Excerpt Start Marker

Goracle-approved fear mongering.
(HuffPo) — At the outset of his new book, “Tropic of Chaos” author Christian Parenti suggests that the violent death of Kenyan farmer Ekaru Loruman — and perhaps thousands of people like him living in the global south — arose not just from the proximate cause of a bullet in the head, delivered by a rival tribe amid a conflict over resources, but also from a toxic cocktail of poverty, Cold War militarization and climate.
He calls it a “catastrophic convergence,” in which large numbers of unemployed young men with ready access to weapons represent a tinderbox into which the match of global warming is thrown.
“You’ve already got a very volatile situation in these countries,” Parenti said in an interview. Throw on top of that that crop failures, disruptions in fishing — and even increases in grain prices and other vacillations in global trade — and the economic shock of global climate change in the developing world, he suggests, can prove explosive.
It’s not an entirely new idea, and numerous books and studies have sought to explore the complex connections between the environment and social friction. But the need to do so has gained increased currency — and urgency — not least because many climate scientists believe that the cyclical climate patterns driving weather in many of the world’s less developed regions will become more frequent and more intense as average global temperatures rise.
That notion helped inspire a new study conducted by a team of researchers at Columbia University’s Earth Institute. Indeed, what Parenti hypothesized anecdotally through Loruman’s story and profiles of myriad other conflicts brewing across the globe, the researchers attempt to quantify statistically — perhaps for the first time.
The analysis, to be published Wednesday in the journal Nature, reveals a striking connection between global climate and civil conflict — though the underlying mechanism driving that connection remains something of a mystery. At the very least, the researchers suggest, the findings — and future analyses based on them — might provide an avenue for policymakers and humanitarian organizations to better prepare for years in which hostilities are likely to spike.

Excerpt End Marker
Material shown Start Marker

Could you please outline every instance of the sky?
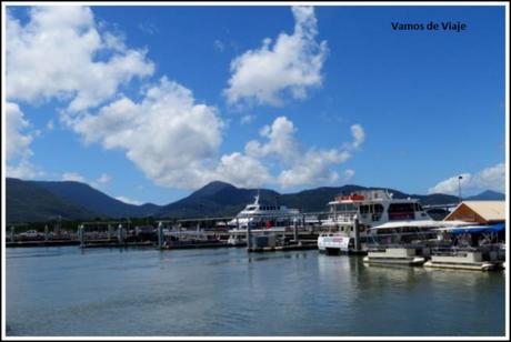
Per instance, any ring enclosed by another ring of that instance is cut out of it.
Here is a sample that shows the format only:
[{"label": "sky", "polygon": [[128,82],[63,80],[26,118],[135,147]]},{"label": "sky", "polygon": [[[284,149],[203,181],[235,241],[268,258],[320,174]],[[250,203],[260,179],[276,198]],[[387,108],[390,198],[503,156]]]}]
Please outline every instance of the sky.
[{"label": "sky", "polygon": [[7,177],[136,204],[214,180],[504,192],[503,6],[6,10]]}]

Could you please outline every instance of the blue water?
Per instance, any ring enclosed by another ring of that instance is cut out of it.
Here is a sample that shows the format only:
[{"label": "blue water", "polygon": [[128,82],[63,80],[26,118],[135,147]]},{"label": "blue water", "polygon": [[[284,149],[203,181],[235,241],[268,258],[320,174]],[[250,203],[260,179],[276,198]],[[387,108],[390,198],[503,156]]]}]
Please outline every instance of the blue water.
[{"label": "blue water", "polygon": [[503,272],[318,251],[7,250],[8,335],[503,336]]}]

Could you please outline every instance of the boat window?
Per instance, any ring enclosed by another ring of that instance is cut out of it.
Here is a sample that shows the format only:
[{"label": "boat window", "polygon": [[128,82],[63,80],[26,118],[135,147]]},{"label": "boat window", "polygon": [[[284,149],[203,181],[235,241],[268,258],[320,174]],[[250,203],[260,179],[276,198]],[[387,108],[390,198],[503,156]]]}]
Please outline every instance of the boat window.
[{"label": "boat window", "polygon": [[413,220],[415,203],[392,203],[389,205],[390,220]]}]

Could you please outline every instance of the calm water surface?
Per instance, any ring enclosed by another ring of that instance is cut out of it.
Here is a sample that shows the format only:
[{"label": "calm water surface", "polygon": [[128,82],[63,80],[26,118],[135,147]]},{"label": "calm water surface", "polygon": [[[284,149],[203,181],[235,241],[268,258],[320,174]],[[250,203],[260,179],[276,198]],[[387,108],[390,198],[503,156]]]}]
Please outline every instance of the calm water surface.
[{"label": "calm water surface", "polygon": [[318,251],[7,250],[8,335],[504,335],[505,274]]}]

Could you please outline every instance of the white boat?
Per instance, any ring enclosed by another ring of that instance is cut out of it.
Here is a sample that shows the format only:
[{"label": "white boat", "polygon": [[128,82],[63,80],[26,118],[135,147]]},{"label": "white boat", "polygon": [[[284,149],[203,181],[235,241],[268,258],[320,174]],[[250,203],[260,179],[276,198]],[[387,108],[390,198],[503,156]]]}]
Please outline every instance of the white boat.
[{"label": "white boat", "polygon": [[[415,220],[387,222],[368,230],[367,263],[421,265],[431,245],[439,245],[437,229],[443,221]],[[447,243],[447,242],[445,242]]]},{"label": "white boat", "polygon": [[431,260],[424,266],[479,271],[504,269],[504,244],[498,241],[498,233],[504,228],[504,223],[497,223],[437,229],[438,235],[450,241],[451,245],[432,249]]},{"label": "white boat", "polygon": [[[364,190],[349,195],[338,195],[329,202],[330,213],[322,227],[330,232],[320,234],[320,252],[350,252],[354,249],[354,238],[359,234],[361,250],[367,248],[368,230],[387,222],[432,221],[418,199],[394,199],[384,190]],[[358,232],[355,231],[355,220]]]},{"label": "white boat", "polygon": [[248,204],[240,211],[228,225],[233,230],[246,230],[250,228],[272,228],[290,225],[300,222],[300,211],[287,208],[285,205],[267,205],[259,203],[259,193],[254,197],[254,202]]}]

Material shown End Marker

Exercise 1 — In the article on climate and conflict, which factors make up the "toxic cocktail" that contributed to Ekaru Loruman's death?
Exercise 2 — Write out the part of the article on climate and conflict that opens with the words containing "Goracle-approved fear mongering." and closes with "warming is thrown.".
These lines have nothing to do with the article on climate and conflict.

Task response 1 —
- Poverty
- Cold War militarization
- Climate

Task response 2 —
Goracle-approved fear mongering.
(HuffPo) — At the outset of his new book, “Tropic of Chaos” author Christian Parenti suggests that the violent death of Kenyan farmer Ekaru Loruman — and perhaps thousands of people like him living in the global south — arose not just from the proximate cause of a bullet in the head, delivered by a rival tribe amid a conflict over resources, but also from a toxic cocktail of poverty, Cold War militarization and climate.
He calls it a “catastrophic convergence,” in which large numbers of unemployed young men with ready access to weapons represent a tinderbox into which the match of global warming is thrown.